- Work task
Some lines hold the string "order". Copy all of them from the material that follows.

- Records provided
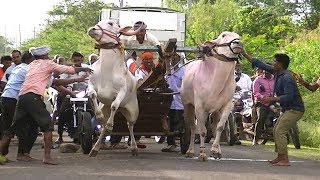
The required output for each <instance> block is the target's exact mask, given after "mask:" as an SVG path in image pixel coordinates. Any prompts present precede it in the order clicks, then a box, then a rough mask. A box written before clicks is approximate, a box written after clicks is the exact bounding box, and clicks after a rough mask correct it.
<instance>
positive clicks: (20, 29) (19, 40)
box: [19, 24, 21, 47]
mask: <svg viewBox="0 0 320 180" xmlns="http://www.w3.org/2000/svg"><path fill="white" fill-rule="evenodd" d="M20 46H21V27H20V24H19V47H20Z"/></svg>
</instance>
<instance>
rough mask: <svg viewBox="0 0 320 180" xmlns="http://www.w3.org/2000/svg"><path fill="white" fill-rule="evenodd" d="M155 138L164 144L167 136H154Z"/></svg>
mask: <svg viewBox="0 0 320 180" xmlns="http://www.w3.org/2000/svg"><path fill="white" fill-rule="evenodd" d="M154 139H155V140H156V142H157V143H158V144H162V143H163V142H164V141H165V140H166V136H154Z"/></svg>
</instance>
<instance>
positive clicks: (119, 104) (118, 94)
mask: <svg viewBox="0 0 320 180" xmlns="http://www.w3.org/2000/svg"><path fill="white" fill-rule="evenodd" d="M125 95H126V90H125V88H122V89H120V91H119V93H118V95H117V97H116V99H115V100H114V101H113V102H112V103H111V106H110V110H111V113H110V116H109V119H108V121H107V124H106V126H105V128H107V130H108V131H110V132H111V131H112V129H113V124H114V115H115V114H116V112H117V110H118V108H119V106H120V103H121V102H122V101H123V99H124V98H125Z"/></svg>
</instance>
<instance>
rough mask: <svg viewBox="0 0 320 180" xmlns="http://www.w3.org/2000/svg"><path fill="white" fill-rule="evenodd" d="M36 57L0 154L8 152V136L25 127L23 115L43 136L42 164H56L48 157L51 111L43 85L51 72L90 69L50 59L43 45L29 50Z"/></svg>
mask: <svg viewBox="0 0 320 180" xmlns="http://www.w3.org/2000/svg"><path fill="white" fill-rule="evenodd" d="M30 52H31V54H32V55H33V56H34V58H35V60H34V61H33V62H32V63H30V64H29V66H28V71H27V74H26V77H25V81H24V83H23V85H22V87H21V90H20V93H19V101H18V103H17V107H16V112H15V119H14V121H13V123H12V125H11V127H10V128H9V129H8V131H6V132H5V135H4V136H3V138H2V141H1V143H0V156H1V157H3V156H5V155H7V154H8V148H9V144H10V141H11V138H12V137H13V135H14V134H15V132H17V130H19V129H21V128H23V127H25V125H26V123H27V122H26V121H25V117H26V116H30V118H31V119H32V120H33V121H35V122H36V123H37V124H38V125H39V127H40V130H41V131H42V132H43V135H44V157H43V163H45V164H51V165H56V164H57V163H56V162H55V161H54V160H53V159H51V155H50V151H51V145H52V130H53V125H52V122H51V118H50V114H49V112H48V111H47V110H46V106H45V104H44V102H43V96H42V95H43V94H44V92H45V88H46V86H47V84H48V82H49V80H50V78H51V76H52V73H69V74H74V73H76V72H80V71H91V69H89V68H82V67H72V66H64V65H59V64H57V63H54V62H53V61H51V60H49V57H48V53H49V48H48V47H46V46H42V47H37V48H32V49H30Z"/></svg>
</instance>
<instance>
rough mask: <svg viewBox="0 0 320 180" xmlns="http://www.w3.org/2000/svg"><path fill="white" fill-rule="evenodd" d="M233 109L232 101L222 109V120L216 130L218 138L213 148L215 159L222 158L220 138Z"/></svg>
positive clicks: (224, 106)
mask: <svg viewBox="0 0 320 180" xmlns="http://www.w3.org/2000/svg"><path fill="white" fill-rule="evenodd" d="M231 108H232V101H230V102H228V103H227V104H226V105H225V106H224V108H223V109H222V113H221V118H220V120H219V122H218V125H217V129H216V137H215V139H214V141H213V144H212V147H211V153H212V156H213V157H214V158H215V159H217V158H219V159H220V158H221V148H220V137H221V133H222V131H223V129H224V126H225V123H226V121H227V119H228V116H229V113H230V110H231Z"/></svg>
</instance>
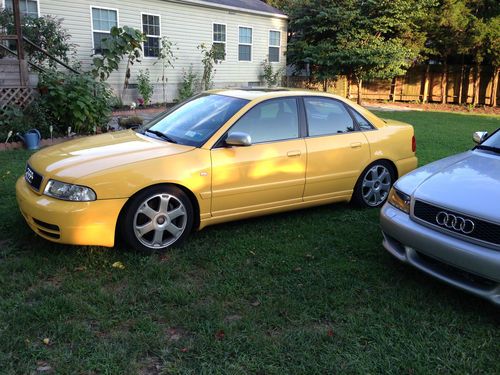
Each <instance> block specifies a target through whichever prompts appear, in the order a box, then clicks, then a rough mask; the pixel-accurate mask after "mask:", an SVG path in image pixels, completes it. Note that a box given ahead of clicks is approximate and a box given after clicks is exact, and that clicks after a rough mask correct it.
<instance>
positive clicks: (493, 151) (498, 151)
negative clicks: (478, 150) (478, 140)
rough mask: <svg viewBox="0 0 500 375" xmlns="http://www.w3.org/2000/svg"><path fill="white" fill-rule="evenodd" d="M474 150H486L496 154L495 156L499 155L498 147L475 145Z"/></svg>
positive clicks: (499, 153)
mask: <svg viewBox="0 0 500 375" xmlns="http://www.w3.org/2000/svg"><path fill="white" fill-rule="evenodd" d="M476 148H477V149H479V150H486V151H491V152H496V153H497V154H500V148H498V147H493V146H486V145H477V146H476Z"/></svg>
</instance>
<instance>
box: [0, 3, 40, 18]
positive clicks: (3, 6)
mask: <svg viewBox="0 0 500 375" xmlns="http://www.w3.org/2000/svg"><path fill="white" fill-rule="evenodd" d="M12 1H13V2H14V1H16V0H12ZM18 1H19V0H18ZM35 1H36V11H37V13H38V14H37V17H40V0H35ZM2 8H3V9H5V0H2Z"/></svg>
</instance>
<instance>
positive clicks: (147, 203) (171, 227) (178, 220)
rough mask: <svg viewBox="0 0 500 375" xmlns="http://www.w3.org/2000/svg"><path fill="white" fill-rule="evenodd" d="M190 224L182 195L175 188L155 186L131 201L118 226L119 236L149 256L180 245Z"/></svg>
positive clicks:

---

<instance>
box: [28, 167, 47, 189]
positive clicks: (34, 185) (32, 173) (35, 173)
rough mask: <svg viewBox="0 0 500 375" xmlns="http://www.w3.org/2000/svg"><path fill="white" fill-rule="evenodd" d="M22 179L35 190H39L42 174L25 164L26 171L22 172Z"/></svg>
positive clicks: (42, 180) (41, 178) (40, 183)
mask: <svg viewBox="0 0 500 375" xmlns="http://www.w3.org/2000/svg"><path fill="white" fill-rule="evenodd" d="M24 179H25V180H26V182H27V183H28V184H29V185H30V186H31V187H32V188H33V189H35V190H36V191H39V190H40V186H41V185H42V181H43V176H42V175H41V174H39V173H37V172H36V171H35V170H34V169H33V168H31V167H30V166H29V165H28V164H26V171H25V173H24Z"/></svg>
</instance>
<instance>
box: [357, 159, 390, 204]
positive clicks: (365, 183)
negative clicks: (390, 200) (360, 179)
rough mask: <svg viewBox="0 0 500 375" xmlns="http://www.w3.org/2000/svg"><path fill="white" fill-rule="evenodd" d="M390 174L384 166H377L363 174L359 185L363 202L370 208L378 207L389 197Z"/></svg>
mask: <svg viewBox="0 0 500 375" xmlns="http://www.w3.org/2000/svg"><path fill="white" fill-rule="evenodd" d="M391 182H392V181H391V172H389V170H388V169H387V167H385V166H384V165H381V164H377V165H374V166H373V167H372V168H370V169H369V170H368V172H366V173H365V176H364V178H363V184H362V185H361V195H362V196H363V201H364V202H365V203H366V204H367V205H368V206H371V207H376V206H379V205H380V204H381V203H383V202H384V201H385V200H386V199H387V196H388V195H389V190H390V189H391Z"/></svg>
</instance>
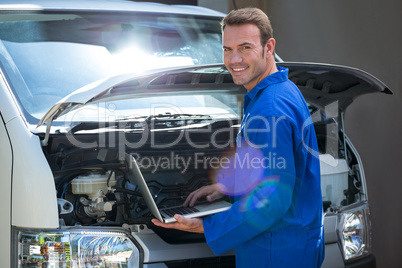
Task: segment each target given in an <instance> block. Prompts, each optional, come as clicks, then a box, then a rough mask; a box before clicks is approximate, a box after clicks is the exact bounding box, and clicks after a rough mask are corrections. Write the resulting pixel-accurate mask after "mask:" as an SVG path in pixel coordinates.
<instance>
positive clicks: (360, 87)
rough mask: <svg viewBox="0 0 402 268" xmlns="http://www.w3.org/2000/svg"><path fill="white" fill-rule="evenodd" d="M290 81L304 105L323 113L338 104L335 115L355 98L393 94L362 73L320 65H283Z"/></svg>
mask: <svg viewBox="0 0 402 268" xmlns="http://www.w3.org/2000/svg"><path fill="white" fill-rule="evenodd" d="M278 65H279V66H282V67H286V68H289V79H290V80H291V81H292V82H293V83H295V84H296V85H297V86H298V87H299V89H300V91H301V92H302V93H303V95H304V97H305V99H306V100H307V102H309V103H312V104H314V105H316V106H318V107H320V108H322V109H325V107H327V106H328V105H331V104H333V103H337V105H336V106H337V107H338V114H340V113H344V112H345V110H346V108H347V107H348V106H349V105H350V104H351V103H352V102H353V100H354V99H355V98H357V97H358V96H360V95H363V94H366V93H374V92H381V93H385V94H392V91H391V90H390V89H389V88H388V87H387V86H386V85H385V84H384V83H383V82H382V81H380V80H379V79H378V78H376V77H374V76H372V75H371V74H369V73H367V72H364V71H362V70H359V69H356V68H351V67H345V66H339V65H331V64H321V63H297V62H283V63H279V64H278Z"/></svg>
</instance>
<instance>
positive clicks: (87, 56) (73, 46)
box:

- Response area
The required output for each <instance> block is the target's exact mask, given after "mask:" as an SVG path in image pixel coordinates. Any prompts present precede it in the order clicks, then a box, then a rough mask. A box written before clicks is approximate, a box written after clicks is the exact bounding box, and clicks after a rough mask correct it.
Each <instance> block specifies a target through whichever prompts appear, in the order a box, then clicks, then a rough mask; the pixel-accurate mask after "mask:", an SVG path in image pixels, completes it. Note that a box given ahead of clicks is approximate and a box given after clicks is exact, and that clicks after a rough mask correct it.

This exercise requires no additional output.